--- Start of Entries provided ---

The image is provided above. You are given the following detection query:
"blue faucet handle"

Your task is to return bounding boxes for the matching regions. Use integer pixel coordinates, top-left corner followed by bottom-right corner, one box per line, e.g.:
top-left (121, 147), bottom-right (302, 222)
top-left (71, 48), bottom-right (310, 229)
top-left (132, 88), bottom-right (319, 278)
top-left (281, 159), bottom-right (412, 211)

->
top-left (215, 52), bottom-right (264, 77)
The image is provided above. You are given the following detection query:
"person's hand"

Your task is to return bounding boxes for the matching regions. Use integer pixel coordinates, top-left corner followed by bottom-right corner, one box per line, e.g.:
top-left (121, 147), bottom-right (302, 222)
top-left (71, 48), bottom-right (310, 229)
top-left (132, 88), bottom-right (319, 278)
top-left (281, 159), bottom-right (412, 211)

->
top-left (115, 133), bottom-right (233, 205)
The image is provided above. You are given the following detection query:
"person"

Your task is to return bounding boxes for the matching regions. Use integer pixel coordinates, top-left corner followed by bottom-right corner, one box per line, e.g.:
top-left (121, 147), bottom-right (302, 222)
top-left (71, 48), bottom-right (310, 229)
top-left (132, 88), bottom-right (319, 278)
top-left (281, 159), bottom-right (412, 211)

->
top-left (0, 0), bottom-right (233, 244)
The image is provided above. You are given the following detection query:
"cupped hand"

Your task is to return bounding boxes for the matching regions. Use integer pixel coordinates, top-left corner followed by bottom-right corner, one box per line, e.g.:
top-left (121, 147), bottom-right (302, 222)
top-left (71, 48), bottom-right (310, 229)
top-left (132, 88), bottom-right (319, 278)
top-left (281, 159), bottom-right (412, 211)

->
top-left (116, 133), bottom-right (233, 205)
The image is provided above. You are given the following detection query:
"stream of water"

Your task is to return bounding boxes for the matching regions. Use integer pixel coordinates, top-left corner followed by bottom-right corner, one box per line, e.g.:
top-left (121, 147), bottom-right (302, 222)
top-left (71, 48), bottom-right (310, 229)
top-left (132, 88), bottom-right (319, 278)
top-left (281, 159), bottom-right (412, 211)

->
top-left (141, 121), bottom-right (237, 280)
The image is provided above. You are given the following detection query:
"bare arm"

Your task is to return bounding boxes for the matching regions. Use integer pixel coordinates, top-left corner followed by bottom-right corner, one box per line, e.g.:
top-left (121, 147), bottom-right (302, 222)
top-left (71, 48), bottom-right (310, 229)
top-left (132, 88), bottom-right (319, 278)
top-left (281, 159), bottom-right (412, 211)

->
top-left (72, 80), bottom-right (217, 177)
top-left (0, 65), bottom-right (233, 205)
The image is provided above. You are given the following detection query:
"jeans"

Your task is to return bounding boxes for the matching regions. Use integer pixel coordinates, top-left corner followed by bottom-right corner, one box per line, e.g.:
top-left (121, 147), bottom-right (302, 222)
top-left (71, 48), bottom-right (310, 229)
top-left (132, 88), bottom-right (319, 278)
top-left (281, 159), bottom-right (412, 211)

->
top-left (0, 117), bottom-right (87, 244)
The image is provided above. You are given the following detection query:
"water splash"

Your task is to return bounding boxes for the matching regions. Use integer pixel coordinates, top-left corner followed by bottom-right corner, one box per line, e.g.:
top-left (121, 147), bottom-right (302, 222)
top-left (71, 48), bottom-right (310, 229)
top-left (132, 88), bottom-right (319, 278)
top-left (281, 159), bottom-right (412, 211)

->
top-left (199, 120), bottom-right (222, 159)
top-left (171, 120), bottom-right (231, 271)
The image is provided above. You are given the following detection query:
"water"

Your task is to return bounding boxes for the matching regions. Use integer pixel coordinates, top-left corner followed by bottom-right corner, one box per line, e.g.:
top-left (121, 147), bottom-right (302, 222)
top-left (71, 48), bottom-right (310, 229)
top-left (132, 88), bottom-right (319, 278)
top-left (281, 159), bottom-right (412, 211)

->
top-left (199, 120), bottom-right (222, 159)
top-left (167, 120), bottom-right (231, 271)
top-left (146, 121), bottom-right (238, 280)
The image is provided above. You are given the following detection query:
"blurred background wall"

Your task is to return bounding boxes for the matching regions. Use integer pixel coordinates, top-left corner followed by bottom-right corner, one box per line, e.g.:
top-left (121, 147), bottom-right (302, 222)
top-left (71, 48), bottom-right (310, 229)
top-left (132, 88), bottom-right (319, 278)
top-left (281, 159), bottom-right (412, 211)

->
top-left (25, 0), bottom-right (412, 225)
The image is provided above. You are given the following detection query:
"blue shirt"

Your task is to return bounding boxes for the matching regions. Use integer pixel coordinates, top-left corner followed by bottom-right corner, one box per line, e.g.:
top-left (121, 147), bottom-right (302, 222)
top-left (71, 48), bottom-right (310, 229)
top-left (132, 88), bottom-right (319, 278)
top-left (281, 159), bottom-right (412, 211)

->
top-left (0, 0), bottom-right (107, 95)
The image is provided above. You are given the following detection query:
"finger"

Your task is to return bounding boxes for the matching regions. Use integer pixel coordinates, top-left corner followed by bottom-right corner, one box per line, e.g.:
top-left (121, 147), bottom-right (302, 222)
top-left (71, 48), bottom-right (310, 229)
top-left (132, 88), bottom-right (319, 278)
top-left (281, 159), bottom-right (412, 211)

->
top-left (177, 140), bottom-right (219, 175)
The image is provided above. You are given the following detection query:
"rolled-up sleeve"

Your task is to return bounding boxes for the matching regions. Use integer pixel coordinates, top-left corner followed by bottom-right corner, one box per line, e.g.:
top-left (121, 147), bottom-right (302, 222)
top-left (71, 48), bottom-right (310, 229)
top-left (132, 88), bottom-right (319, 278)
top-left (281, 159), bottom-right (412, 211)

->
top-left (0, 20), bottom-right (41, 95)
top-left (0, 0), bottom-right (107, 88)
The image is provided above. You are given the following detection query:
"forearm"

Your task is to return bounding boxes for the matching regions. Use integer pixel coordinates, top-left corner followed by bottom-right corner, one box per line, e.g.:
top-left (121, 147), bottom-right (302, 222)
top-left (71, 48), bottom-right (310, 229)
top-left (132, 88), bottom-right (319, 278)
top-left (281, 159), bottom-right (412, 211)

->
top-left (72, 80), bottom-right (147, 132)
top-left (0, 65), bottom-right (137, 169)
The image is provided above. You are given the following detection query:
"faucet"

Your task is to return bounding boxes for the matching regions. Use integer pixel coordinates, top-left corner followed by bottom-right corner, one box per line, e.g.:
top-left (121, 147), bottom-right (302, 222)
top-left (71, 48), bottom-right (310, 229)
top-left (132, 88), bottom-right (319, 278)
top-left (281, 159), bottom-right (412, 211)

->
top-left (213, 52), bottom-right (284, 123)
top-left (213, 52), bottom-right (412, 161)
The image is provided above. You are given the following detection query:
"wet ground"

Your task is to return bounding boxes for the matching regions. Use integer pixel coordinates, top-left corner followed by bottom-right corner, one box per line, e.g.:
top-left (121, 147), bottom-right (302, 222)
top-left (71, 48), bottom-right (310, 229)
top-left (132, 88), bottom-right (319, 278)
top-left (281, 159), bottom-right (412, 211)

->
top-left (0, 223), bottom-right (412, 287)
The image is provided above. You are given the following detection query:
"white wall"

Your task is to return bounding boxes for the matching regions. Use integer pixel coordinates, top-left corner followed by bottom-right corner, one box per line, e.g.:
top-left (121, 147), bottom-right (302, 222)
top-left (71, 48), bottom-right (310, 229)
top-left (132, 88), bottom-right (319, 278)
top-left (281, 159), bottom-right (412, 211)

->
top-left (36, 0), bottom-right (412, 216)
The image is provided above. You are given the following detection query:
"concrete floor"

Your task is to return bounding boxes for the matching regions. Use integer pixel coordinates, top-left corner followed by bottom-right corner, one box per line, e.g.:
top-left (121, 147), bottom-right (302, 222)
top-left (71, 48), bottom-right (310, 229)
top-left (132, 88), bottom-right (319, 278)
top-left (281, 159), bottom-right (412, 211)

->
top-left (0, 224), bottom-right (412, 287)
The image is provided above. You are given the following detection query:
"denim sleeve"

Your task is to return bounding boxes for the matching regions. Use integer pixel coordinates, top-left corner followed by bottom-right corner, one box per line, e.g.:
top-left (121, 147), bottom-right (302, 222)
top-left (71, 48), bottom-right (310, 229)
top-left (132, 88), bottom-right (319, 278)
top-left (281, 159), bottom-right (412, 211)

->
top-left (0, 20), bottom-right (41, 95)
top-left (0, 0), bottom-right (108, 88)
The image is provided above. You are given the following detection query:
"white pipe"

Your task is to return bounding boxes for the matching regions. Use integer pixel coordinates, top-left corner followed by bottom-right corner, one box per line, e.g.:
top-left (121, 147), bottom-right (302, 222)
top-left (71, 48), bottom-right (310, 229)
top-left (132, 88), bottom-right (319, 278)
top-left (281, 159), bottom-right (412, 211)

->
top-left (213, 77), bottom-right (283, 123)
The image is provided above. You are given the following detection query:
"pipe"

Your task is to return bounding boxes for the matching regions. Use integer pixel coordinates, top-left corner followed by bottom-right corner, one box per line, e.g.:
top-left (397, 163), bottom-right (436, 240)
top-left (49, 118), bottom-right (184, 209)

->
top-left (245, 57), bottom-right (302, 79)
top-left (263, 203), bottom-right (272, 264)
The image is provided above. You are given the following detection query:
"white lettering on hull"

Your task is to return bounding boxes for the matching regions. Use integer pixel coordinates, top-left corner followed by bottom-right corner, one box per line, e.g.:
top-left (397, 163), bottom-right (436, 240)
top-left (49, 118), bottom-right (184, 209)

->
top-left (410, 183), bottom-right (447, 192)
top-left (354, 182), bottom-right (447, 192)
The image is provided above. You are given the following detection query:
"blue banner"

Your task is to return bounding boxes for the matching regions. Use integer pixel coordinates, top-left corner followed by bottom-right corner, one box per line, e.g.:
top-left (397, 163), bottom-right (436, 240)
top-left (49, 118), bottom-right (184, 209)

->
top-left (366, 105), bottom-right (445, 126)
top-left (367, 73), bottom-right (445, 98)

--- End of Entries provided ---

Do this » Rewrite the rows from the very beginning through the line containing "top-left (215, 52), bottom-right (264, 77)", that line included, as a JSON list of strings with one string per line, leaving out blank lines.

The result »
[
  "The image is provided above. You are given the following detection query:",
  "\"blue faucet handle\"",
  "Your task is to return bounding boxes for the matching regions. Use integer pixel coordinates, top-left corner followed by bottom-right corner, one box per line, e.g.:",
  "top-left (121, 147), bottom-right (302, 222)",
  "top-left (71, 48), bottom-right (310, 229)",
  "top-left (132, 88), bottom-right (319, 278)",
  "top-left (281, 159), bottom-right (412, 211)",
  "->",
  "top-left (215, 52), bottom-right (264, 77)"
]